**WHAT TO WORK ON:**
1. Reproduce the article on Richemont's third-quarter sales from "Smaller players such" up to and including "the third quarter.".
2. According to the article on Richemont's third-quarter sales, what revenue did Richemont report for its third quarter to the end of December?
3. Write a continuation of the article on Richemont's third-quarter sales, beginning after its last sentence.

**SUPPLIED TEXT:**
::::::

Swiss luxury group Richemont enjoyed a bump in sales during the quarter that included the key Christmas shopping season, as strong growth at its jewellery brands in Asia and the Middle East offset weakness in Europe.
The company behind jewellers Cartier and Van Cleef & Arpels reported a 5 per cent rise on a constant currency basis to reach revenues of SFr4.2bn ($4.7bn) in its third quarter to the end of December. That was ahead of analysts’ expectations for flat sales.
Richemont’s performance provides further evidence that even as the Covid-19 pandemic rages, people with means are still treating themselves to luxury goods as other types of spending, such as travel or restaurants, remain off limits.
But the biggest luxury companies are faring better than smaller ones in the crisis given the tight control they keep over distribution and their deeper pockets to invest in ecommerce. They have cut costs quickly, held virtual fashion shows, and catered to their best clients by selling over video and text chats.
Smaller players such as Tod’s and Salvatore Ferragamo in Italy have struggled to keep up. UK-based Burberry on Wednesday reported a worse than expected 9 per cent decline in same-store sales during the third quarter.
Richemont shares rose as much as 3 per cent in morning trading before paring back gains, pushing up other luxury stocks such as LVMH by 2.7 per cent and Kering 2 per cent.

::::::

**RECORDED DATA:**
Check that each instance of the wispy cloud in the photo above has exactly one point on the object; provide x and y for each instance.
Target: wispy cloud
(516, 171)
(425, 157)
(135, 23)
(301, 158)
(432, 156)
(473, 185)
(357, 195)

::::::

**ANSWERS TO THE TASKS:**
1.
Smaller players such as Tod’s and Salvatore Ferragamo in Italy have struggled to keep up. UK-based Burberry on Wednesday reported a worse than expected 9 per cent decline in same-store sales during the third quarter.

2. SFr4.2bn ($4.7bn)

3.
“We take the Richemont update as another clear data point that leading players in the luxury goods sector continue a strong progression in the second half, despite the second wave Covid-19 lockdowns in Europe,” wrote Bernstein analyst Luca Solca in a note.
“We expect these results should support the sector, which was recently on the back foot because of higher Covid-19 cases in China.”
The halt of international travel last year meant that the Chinese who have driven nearly all of the sector’s growth in recent years turned to buying at home instead of on shopping trips to Europe’s fashion capitals. Richemont’s sales in China rose 80 per cent in the most recent quarter, while in Europe they were down 20 per cent and in the Americas were largely flat.
Richemont did not give any guidance for the coming quarter, but its chairman and largest shareholder Johann Rupert warned last year that the Covid-19 will cause “grave economic consequences” for the sector for up to three years.
LVMH is due to report full-year earnings on January 26 and Kering on February 17.